» Problem to solve
Render the material below as a JSON list of strings with one string per line, skipping any blank lines.

Stored items
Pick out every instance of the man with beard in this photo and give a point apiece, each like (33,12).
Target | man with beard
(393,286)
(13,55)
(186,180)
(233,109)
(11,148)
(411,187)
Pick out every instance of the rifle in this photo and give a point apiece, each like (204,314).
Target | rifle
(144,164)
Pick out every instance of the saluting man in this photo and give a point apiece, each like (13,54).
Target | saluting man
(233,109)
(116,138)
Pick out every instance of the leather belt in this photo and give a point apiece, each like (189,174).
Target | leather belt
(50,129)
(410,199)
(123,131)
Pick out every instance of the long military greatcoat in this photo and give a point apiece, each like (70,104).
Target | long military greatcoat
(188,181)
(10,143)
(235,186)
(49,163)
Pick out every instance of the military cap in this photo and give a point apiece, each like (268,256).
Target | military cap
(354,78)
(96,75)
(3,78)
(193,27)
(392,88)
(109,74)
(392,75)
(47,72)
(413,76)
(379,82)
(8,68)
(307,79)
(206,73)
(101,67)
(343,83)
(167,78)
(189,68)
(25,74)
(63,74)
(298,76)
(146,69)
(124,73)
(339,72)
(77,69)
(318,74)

» Reply
[
  "Pick out every instance of the man with beard in this photo and give a point apiece, each like (33,12).",
  "Target | man with beard",
  "(393,286)",
  "(13,55)",
  "(186,180)",
  "(233,109)",
  "(11,148)",
  "(411,187)",
  "Pick out every instance of the rifle in this photo and give a point apiece, each like (204,314).",
  "Target | rifle",
  "(144,164)",
  "Pick out every instance of the saluting man in this photo and give a point apiece, each like (13,54).",
  "Target | saluting man",
  "(233,109)",
  "(116,138)",
  "Pick out every instance of the leather belt in this photo and give a point apiece, each like (189,174).",
  "Target | leather belt",
  "(50,129)",
  "(410,199)",
  "(123,131)",
  "Pick out every instance of the long military greatcoat in this photo and give a point apiece, each like (70,104).",
  "Target | long military greatcoat",
  "(188,181)",
  "(10,143)",
  "(235,186)",
  "(49,163)",
  "Pick out every instance of the military cap in this photo and give a point apiece, each like (268,256).",
  "Target | military cap",
  "(354,78)",
  "(96,75)",
  "(3,78)",
  "(193,27)",
  "(392,88)",
  "(109,74)",
  "(392,75)",
  "(47,72)",
  "(413,76)",
  "(379,82)",
  "(8,68)",
  "(307,79)",
  "(206,73)",
  "(101,67)",
  "(343,83)",
  "(167,78)",
  "(189,68)",
  "(25,74)",
  "(63,74)",
  "(298,76)",
  "(146,69)",
  "(124,73)",
  "(339,72)",
  "(77,69)",
  "(318,74)"
]